Problem to solve: In the entries below, find the line with "like (128, 474)." and the line with "Query: screwdriver". Reproduce those two lines and every line between them exactly, and nothing more.

(Natural-language object grounding data)
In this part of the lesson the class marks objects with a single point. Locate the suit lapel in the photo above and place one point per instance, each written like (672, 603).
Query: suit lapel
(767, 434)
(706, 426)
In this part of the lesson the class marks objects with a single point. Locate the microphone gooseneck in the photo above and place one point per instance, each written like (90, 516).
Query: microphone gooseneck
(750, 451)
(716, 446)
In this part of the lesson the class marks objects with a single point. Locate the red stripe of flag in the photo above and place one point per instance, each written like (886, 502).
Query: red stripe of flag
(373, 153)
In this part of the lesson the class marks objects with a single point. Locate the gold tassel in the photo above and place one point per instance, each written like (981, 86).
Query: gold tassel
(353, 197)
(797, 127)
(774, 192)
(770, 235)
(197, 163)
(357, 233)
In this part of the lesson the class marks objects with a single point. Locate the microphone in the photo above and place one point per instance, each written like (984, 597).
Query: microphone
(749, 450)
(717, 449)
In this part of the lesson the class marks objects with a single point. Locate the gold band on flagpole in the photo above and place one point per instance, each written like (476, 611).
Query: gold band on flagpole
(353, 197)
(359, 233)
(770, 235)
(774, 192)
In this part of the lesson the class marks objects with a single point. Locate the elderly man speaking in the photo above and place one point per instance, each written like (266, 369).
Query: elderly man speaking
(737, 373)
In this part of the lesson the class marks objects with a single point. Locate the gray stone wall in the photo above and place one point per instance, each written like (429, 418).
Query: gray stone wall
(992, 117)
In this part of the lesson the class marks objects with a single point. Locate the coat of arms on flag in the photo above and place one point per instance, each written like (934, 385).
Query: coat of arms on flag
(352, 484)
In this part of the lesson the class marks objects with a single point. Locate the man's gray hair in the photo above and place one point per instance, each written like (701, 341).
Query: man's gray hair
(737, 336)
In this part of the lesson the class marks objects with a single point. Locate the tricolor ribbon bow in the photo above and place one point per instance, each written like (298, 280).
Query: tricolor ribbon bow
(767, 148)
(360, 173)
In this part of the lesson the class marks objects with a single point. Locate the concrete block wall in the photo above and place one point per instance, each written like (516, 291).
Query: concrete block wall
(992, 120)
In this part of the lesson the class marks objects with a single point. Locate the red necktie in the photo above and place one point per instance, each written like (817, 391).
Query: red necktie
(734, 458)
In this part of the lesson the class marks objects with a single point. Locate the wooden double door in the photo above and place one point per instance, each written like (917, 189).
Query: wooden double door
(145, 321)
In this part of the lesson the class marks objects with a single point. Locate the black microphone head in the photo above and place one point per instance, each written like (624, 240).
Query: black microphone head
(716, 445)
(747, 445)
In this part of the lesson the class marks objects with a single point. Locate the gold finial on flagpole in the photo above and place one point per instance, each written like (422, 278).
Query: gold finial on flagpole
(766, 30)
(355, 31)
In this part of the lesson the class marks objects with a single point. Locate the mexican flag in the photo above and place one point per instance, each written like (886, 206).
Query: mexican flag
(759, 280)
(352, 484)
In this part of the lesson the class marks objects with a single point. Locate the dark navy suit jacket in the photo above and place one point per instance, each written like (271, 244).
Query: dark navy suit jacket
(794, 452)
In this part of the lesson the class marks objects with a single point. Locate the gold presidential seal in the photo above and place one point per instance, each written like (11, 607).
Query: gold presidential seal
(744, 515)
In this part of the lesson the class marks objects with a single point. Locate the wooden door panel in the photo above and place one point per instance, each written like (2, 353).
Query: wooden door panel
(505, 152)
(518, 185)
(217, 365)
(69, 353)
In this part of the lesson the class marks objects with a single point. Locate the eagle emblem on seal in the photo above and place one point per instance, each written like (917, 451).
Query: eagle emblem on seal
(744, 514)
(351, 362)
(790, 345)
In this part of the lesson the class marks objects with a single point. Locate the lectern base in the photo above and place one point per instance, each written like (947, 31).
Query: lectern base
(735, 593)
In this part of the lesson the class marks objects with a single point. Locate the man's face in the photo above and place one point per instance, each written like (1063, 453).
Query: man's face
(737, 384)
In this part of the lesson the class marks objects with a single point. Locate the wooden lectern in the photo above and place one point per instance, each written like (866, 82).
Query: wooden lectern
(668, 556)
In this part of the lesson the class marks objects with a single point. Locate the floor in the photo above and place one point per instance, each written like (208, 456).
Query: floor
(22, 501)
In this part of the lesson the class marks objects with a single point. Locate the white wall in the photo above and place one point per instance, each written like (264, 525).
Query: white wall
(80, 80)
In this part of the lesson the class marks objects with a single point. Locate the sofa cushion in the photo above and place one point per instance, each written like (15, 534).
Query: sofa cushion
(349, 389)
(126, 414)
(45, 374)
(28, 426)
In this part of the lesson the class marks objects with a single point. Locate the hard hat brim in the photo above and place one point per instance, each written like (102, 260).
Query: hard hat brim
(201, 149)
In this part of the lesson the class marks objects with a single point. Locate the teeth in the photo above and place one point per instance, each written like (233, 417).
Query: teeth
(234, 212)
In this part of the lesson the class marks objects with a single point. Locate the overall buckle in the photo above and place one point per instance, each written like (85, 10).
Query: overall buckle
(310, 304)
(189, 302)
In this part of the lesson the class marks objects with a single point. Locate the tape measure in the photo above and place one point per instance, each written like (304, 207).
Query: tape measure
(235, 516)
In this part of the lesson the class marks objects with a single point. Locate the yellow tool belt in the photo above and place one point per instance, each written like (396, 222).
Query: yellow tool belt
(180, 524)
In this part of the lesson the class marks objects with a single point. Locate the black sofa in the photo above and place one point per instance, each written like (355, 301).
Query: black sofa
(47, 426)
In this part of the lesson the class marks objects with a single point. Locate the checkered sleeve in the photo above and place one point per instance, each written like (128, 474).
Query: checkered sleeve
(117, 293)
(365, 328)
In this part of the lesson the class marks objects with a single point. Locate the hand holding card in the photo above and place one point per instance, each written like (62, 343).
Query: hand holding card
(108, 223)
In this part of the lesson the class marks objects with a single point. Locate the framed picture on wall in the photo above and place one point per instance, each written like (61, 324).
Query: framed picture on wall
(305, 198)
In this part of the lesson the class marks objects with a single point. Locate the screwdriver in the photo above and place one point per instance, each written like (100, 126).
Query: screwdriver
--
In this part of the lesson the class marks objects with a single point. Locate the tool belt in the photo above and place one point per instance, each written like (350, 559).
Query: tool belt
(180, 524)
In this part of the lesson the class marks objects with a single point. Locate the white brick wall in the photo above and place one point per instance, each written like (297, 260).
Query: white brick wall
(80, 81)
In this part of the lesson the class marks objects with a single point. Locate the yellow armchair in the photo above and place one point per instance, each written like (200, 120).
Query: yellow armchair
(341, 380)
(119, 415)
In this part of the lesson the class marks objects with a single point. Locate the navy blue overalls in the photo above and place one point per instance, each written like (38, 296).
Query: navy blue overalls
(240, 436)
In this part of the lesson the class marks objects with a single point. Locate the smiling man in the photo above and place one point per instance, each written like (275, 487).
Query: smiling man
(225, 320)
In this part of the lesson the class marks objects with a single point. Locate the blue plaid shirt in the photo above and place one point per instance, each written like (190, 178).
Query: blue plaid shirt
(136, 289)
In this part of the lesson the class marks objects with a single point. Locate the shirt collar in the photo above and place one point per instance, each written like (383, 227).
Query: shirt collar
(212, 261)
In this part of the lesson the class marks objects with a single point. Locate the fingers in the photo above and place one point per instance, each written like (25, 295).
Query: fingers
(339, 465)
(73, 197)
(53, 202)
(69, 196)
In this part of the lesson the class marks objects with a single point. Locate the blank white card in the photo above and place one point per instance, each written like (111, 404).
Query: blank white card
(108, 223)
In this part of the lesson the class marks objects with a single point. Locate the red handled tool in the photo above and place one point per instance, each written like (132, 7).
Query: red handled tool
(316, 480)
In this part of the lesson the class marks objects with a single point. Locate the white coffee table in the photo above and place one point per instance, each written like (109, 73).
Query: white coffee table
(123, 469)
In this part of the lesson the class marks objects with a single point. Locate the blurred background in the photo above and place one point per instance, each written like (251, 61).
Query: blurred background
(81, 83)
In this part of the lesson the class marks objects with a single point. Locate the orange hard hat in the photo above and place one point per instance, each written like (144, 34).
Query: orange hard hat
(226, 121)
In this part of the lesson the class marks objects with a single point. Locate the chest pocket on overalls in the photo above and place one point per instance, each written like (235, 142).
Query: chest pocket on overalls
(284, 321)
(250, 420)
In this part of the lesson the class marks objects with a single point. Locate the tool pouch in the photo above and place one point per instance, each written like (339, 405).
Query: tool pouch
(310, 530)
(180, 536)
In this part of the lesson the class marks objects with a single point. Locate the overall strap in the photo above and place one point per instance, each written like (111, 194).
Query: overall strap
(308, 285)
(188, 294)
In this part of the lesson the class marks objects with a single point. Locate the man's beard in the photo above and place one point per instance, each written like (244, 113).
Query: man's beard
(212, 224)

Final answer:
In this part of the lesson the class marks objects with a single point. Locate the checkered sleeve in the photo above and place one point per instance, each written like (128, 474).
Query: checkered sleeve
(117, 293)
(365, 328)
In this part of the lesson the class marks objects with a single point. Locate the hand holding card in the photo above and place one point per instance, each written like (62, 343).
Query: hand holding card
(108, 223)
In this part of the lesson the class marks objects with a single point. Locate the framed picture on wall in the photo above and place one point per instance, each written like (61, 324).
Query: framed picture on wall
(305, 198)
In this part of the lesson the class marks objects with a single point. Locate the screwdriver in the photo above and place one point per instance, each written like (100, 126).
Query: screwdriver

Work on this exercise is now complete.